= Task requirements =
Can you resume the article on DeepMind's claim that reward maximization is enough for general AI, continuing from its final sentence?

= Document passage =
★ ★ ★ ★
DeepMind says reinforcement learning is ‘enough’ to reach general AI

Elevate your enterprise data technology and strategy at Transform 2021.


In their decades-long chase to create artificial intelligence, computer scientists have designed and developed all kinds of complicated mechanisms and technologies to replicate vision, language, reasoning, motor skills, and other abilities associated with intelligent life. While these efforts have resulted in AI systems that can efficiently solve specific problems in limited environments, they fall short of developing the kind of general intelligence seen in humans and animals.

In a new paper submitted to the peer-reviewed Artificial Intelligence journal, scientists at U.K.-based AI lab DeepMind argue that intelligence and its associated abilities will emerge not from formulating and solving complicated problems but by sticking to a simple but powerful principle: reward maximization.
★ ★ ★ ★
= Data lines =
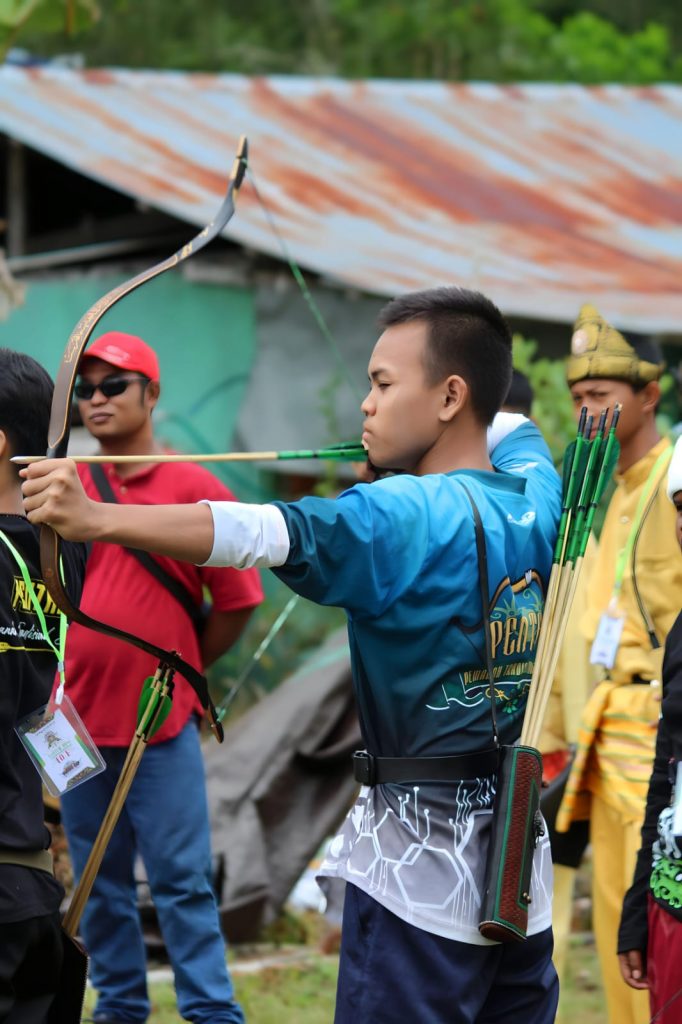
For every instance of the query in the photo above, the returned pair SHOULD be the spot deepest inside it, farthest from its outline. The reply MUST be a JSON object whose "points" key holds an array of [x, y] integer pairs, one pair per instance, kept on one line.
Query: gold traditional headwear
{"points": [[597, 349]]}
★ ★ ★ ★
= Answer for the task =
Titled “Reward is Enough,” the paper, which is still in pre-proof as of this writing, draws inspiration from studying the evolution of natural intelligence as well as drawing lessons from recent achievements in artificial intelligence. The authors suggest that reward maximization and trial-and-error experience are enough to develop behavior that exhibits the kind of abilities associated with intelligence. And from this, they conclude that reinforcement learning, a branch of AI that is based on reward maximization, can lead to the development of artificial general intelligence.

Two paths for AI

One common method for creating AI is to try to replicate elements of intelligent behavior in computers. For instance, our understanding of the mammal vision system has given rise to all kinds of AI systems that can categorize images, locate objects in photos, define the boundaries between objects, and more. Likewise, our understanding of language has helped in the development of various natural language processing systems, such as question answering, text generation, and machine translation.

These are all instances of narrow artificial intelligence, systems that have been designed to perform specific tasks instead of having general problem-solving abilities. Some scientists believe that assembling multiple narrow AI modules will produce higher intelligent systems. For example, you can have a software system that coordinates between separate computer vision, voice processing, NLP, and motor control modules to solve complicated problems that require a multitude of skills.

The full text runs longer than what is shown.